#### SOURCE EXTRACT
↓
Alnylam’s Onpattro (patisiran) can treat a rare hereditary disease by silencing a specific gene

A photograph of Alnylam's Onpattro (patisiran) packaging and product vial

Source: © Business Wire

Alnylam had to overcome significant drug delivery and regulatory challenges to get Onpattro approved

The first therapy based on RNA interference (RNAi) gene silencing has been approved by the US Food and Drug Administration (FDA). Alnylam Pharmaceuticals got the green light for Onpattro (patisiran), to treat hereditary transthyretin amyloidosis – a rare, progressive and often fatal disease.

A mutation in patients with this hereditary disease makes a toxic form of transthyretin protein that is deposited in the heart and peripheral nerves. Patisiran silences this gene using short pieces of double-stranded RNA that target and destroy the sequence of messenger RNA (mRNA) that encodes for manufacturing the protein.

RNAi is a natural process first discovered in 1998 by US molecular biologists Andrew Fire and Craig Mello. The pair won the Nobel prize in physiology or medicine in 2006 for their discovery. Exploiting the therapeutic potential of RNAi was hampered by difficulties in getting the synthetic small interfering RNA (siRNA) into a patient, while protecting these vulnerable molecules from destruction by nuclease enzymes. Alnylam encases its synthetic siRNA in a lipid-based nanoparticle and delivers it into the liver.

‘This approval heralds the arrival of an entirely new class of medicines,’ said John Maraganore, chief executive of Alnylam. He flagged the potential for a sequence of new RNAi-based therapies from Alnylam in the coming years.

‘Development of appropriate siRNA drugs had to overcome multiple complicated biological challenges including strategies to regulate the expression of specific genes, preventing off-target effects, surviving nucleases and delivering the siRNA to target tissues,’ comments Gavin Samuels, a senior vice-president at Quark Pharmaceuticals, an RNAi therapeutics company in Fremont, US. Quark has a Phase III clinical trial underway for an RNA-based therapy for delayed graft function (DGF) following kidney transplant, and another for preventing acute kidney disease after heart surgery.

Samuels hopes this is ‘the first of many approvals’ to address difficult-to-treat diseases. His optimism is shared across both industry and academia. ‘Rather than treating disease symptoms, RNAi may be used to treat the cause of a disease – arresting or reversing the disease process,’ says Jo Milner, emeritus professor at the University of York, UK. ‘Other diseases and other players will follow, and the future of RNAi-based therapeutics finally has lift-off thanks to a cocktail of basic science, translational science, finance and faith.’

‘Now that the field has learned how to effectively deliver these molecules to target tissues, I believe we will see many more RNAi-based therapies in the near future,’ says Chris Anzalone, chief executive of Arrowhead Pharmaceuticals in Pasadena, US, which is working on a cure for chronic hepatitis B and a therapy for a rare liver disease . ‘This approval is a big step forward for the entire RNAi community,’ he adds. That community includes academics and companies such as Silence Therapeutics, Benitec Biopharma, Arbutus, Dicerna and RXi, working on various diseases including cancer and HIV.
↑
#### WHAT THIS TASK INVOLVES
Which people does the Onpattro approval article quote directly?

#### DATA SEGMENT
↓
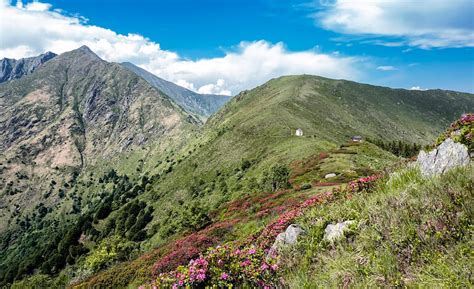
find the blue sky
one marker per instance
(199, 44)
↑
#### THE ANSWER
John Maraganore, Gavin Samuels, Jo Milner, Chris Anzalone